## Your goal
All records are to be restated exactly, each line as it reads.

[Dataset entries]

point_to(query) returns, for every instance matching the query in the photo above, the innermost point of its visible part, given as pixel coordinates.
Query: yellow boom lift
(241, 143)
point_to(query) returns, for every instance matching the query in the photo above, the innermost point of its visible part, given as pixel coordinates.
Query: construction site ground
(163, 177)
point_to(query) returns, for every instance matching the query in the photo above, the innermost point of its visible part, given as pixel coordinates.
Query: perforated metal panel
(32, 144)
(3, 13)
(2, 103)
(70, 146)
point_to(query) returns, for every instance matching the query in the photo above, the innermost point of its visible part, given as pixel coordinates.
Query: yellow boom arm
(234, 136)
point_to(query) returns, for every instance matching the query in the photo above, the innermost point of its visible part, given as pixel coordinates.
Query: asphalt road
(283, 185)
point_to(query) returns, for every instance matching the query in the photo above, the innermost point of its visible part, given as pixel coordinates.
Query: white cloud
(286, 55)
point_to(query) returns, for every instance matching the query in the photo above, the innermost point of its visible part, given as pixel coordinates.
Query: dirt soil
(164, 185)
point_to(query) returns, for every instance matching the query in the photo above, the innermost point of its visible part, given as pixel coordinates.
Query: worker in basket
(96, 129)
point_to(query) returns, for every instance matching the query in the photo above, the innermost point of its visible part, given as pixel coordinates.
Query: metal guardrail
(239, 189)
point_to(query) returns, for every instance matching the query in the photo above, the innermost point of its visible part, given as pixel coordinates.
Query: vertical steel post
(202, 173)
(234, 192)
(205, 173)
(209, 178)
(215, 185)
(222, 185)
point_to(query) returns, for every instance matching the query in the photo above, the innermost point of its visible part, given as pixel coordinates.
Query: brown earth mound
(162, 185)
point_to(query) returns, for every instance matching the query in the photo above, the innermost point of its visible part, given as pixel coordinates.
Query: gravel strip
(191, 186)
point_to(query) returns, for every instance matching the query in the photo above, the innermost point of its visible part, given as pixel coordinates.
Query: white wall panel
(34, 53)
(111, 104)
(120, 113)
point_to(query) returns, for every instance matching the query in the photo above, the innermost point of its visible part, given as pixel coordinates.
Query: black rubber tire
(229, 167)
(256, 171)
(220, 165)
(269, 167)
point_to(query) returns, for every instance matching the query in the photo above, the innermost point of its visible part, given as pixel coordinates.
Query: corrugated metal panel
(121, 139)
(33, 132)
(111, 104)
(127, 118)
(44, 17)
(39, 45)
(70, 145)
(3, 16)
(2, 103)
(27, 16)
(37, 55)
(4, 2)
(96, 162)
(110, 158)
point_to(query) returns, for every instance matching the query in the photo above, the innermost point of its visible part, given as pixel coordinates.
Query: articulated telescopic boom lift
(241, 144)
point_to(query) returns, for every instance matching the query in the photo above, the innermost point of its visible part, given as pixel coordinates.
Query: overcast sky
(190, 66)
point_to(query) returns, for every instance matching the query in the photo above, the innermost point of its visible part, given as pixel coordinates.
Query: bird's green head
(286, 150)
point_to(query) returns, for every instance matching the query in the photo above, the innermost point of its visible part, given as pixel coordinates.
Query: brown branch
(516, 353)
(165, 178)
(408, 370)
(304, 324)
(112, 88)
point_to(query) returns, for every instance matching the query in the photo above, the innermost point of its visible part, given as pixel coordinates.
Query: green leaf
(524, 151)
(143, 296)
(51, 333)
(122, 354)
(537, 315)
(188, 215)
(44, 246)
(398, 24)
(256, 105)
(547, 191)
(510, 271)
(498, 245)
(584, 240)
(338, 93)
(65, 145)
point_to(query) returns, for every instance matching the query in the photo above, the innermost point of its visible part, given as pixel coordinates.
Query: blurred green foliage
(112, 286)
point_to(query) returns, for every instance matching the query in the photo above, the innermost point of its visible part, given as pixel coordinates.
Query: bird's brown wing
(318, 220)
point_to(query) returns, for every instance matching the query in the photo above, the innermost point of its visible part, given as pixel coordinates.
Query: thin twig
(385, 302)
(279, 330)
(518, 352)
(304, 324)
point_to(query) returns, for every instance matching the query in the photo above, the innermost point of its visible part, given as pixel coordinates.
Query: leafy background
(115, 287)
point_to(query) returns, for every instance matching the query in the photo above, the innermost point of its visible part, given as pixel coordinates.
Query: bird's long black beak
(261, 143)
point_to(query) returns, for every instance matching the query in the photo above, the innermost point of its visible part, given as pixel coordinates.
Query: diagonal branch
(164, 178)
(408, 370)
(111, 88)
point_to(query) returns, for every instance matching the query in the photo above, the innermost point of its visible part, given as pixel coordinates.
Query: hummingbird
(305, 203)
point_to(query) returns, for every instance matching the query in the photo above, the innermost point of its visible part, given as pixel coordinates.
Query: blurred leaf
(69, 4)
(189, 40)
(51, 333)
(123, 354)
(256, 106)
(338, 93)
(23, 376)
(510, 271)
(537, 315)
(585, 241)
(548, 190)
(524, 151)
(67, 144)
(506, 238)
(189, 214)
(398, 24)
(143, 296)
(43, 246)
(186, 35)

## Solution below
point_to(query) returns, for every instance matching the query in the photo above, the innermost point of its visible part, given as pixel coordinates.
Query: yellow boom lift
(241, 143)
point_to(query) returns, for every instance matching the query in the photo above, the innermost point of its visible part, given as pixel coordinates.
Query: construction site ground
(163, 177)
point_to(query) returns, for every instance matching the query in the photo above, the innermost point of its visible part, given as pixel coordinates.
Query: perforated metal panel
(32, 144)
(3, 13)
(2, 103)
(70, 146)
point_to(query) returns, for every instance matching the query in the photo above, the innermost point of its visible part, given as pixel coordinates.
Query: yellow boom arm
(234, 136)
point_to(query) returns, for every instance matching the query in the photo above, the innermost point of its visible part, given as pixel coordinates.
Query: asphalt road
(283, 185)
point_to(query) returns, for every instance matching the query in the photo above, the innermost point of its visible part, given as pixel coordinates.
Query: white cloud
(286, 55)
point_to(query) returns, for every instance matching the query in the photo above, the innermost point of its visible part, given as pixel coordinates.
Query: dirt soil
(164, 185)
point_to(query) returns, for every instance matching the query in the photo above, the innermost point of its visible part, given as pixel coordinates.
Query: worker in basket
(96, 129)
point_to(query) returns, for every instance matching the query in the photo above, the innermost point of its visible part, given as pixel coordinates.
Query: metal guardrail
(239, 189)
point_to(query) returns, for every instance matching the query in the photo above, the innermost point of its visible part, given as pixel coordinates.
Query: vertical steel post
(202, 173)
(234, 192)
(205, 173)
(209, 178)
(215, 185)
(222, 185)
point_to(query) returns, for every instance matching the query in the photo above, the innermost point of its visible part, given as pixel coordinates.
Query: brown earth mound
(162, 185)
point_to(query) returns, for every instance matching the query in the photo above, the innermost point of its visible part, given as pixel coordinates.
Query: gravel strip
(191, 186)
point_to(query) returns, for every instance matching the query in the photo above, the innermost point of its visible part, given as pixel coordinates.
Query: white wall panel
(34, 53)
(111, 104)
(120, 113)
point_to(query) returns, for every instance matching the query in the photo above, the innermost point of its visible part, given as pixel coordinates.
Query: black rubber tire
(229, 167)
(256, 171)
(220, 165)
(269, 167)
point_to(query) returns, for every instance matching the query in the photo above, the innermost point of its visible part, given as pixel coordinates.
Query: corrugated metal panel
(121, 139)
(33, 132)
(111, 104)
(127, 118)
(44, 17)
(39, 45)
(70, 145)
(3, 16)
(2, 103)
(27, 16)
(37, 55)
(4, 2)
(96, 162)
(110, 158)
point_to(query) returns, for every instance matching the query in the photo above, the innermost point of its visible part, given as pixel coordinates.
Query: articulated telescopic boom lift
(241, 144)
point_to(query) returns, for every instance matching the query in the photo above, the innermost point of its visible part, given as pixel coordinates.
Query: overcast sky
(190, 66)
point_to(query) returns, for every instance matching the query in the photo above, the innermost point of its visible part, given as pixel coordinates.
Query: bird's green head
(286, 150)
point_to(query) returns, for every instance matching the query in the photo above, the innermost point of its visible part, given as pixel coordinates.
Query: brown branch
(516, 353)
(165, 178)
(408, 370)
(304, 324)
(112, 88)
point_to(query) returns, for every instance matching the query in the photo above, the innermost point of its visible part, given as pixel coordinates.
Query: green leaf
(524, 151)
(143, 296)
(51, 333)
(122, 354)
(537, 315)
(188, 215)
(44, 246)
(398, 24)
(256, 105)
(547, 191)
(510, 271)
(498, 245)
(584, 240)
(338, 93)
(65, 145)
point_to(query) returns, for every instance matching the query in the photo above, the innermost point of its visible part, given as pixel coordinates.
Query: blurred green foliage
(112, 286)
point_to(query) returns, for every instance matching the query in the photo above, the innermost point of its visible part, given as pixel coordinates.
Query: bird's brown wing
(318, 220)
point_to(query) returns, for every instance matching the query in the photo above, the innermost point of its visible part, given as pixel coordinates.
Query: thin twig
(385, 302)
(279, 330)
(518, 352)
(304, 324)
point_to(query) returns, for every instance matching the query in the photo above, the innermost point of its visible part, given as pixel coordinates.
Query: leafy background
(115, 287)
point_to(query) returns, for every instance matching the query in the photo above, the innermost point of its visible part, given as pixel coordinates.
Query: bird's long black beak
(261, 143)
point_to(query) returns, for every instance matching the query in the photo above, the innermost point of its visible part, given as pixel coordinates.
Query: diagonal branch
(164, 178)
(408, 370)
(111, 88)
point_to(query) returns, for every instance matching the query in the photo above, the innermost point of its visible part, given as pixel coordinates.
Query: hummingbird
(305, 203)
point_to(query) returns, for every instance matching the query in the photo above, the innermost point of its visible part, given as pixel coordinates.
Query: blurred leaf
(69, 4)
(189, 40)
(51, 333)
(123, 354)
(256, 106)
(338, 93)
(23, 376)
(510, 271)
(537, 315)
(585, 241)
(548, 190)
(524, 151)
(67, 144)
(506, 238)
(189, 214)
(398, 24)
(143, 296)
(43, 246)
(186, 35)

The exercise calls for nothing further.